--- START OF RECORDS PROVIDED ---
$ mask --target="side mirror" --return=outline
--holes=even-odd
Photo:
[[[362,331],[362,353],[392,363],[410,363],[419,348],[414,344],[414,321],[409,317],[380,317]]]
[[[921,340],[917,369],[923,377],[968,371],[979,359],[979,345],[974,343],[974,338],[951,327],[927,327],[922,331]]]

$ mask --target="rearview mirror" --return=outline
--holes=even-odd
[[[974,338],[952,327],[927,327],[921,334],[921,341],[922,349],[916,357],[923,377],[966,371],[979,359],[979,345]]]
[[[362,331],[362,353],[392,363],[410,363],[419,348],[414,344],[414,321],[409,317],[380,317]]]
--- END OF RECORDS PROVIDED ---
--- START OF RECORDS PROVIDED ---
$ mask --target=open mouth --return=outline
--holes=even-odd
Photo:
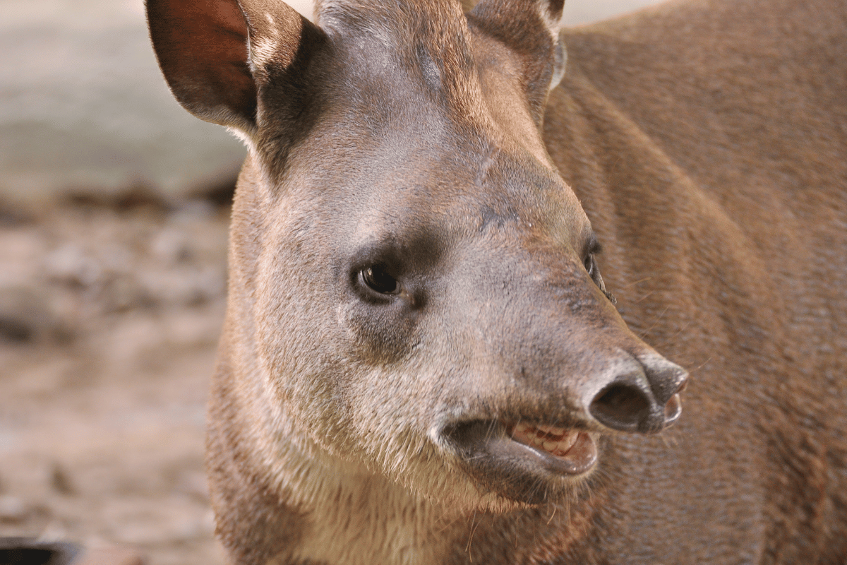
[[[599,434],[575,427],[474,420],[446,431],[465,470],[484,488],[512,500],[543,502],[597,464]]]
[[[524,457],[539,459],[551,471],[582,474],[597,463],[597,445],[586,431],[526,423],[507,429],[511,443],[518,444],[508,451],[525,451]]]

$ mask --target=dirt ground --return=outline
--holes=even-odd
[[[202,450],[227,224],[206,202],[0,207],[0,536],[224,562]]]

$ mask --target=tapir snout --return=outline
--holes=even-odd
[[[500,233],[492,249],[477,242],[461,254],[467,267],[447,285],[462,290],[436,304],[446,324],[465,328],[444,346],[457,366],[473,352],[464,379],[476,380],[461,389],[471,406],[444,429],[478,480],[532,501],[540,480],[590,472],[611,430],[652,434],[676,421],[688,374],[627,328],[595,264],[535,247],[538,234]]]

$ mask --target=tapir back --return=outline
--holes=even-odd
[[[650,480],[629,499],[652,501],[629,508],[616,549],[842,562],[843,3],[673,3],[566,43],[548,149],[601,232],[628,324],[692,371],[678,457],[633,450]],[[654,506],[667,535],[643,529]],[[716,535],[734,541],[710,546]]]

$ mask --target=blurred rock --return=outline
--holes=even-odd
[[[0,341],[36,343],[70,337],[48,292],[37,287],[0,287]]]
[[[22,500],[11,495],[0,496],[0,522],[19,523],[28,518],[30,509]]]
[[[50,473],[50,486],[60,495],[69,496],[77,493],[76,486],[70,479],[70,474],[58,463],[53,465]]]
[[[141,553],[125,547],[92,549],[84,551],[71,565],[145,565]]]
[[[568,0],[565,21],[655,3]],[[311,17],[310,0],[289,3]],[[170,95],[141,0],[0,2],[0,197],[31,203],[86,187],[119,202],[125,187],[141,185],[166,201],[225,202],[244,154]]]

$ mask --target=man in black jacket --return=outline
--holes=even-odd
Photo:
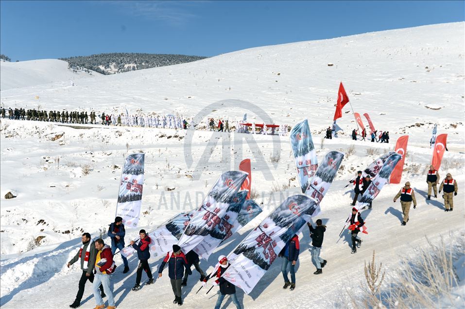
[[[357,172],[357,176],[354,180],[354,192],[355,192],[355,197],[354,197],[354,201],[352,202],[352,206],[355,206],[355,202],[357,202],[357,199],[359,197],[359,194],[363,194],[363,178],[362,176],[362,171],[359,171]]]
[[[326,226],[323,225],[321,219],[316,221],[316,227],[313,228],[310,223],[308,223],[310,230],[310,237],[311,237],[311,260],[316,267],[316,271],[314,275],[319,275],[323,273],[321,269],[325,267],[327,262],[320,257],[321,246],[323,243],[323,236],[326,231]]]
--- END OF RECORDS PROVIDED ---
--- START OF RECORDS PROVIDED ---
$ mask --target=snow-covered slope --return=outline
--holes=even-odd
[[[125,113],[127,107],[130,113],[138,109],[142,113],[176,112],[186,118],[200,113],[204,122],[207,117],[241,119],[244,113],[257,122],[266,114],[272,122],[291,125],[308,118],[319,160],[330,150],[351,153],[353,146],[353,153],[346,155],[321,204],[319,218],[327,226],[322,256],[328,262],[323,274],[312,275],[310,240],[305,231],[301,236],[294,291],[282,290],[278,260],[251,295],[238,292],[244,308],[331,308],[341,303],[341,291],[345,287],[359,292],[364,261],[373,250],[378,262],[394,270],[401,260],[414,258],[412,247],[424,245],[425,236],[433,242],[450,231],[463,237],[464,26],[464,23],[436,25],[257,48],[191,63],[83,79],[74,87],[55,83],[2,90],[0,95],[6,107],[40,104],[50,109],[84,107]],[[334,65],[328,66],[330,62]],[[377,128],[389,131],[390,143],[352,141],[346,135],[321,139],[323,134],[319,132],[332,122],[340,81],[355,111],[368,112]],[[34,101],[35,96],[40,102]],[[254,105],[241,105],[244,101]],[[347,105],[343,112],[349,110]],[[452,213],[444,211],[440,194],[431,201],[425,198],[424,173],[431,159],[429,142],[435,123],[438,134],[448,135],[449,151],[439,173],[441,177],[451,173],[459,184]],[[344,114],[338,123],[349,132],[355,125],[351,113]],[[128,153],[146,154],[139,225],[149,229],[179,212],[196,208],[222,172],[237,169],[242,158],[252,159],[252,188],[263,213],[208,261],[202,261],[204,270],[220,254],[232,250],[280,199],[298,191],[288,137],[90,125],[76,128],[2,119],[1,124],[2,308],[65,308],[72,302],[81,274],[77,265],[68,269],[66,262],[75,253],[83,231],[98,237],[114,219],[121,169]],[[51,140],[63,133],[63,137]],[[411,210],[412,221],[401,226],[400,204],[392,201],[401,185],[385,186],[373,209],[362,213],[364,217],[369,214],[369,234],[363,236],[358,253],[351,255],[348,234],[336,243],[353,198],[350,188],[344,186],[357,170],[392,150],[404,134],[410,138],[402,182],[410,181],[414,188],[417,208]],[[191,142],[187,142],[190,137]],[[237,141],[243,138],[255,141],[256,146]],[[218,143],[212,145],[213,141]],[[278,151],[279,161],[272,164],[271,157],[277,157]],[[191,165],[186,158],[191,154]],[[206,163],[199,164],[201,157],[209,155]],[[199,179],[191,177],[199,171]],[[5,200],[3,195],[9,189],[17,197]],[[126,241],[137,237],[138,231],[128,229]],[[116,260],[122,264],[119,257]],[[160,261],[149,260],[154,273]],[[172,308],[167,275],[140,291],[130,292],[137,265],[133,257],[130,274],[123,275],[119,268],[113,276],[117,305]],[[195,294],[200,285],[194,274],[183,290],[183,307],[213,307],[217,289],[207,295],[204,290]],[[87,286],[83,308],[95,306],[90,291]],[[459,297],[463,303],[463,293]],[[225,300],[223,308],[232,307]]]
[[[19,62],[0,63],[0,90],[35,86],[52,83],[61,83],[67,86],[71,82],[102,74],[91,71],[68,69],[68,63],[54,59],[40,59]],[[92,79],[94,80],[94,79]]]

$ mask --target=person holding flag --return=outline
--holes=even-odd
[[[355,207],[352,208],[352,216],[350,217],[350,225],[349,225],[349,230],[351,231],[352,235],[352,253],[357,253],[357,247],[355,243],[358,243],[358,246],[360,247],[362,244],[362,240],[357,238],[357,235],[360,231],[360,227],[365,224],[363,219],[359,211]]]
--- END OF RECORDS PROVIDED ---
JOB: Show every line of the material above that contains the string "return". Case counts.

EXERCISE RESPONSE:
$ mask --target="side mirror" --return=outline
$ mask --target="rearview mirror" --return=outline
$ mask --target=open mouth --return=outline
$ mask --target=dirt ground --return=outline
$ mask --target=tapir snout --return=outline
$ mask --target=tapir back --return=outline
$ mask --target=blurred rock --return=outline
$ mask --target=man in black jacket --return=outline
$ mask --target=snow-covered slope --return=outline
$ mask --target=person holding flag --return=outline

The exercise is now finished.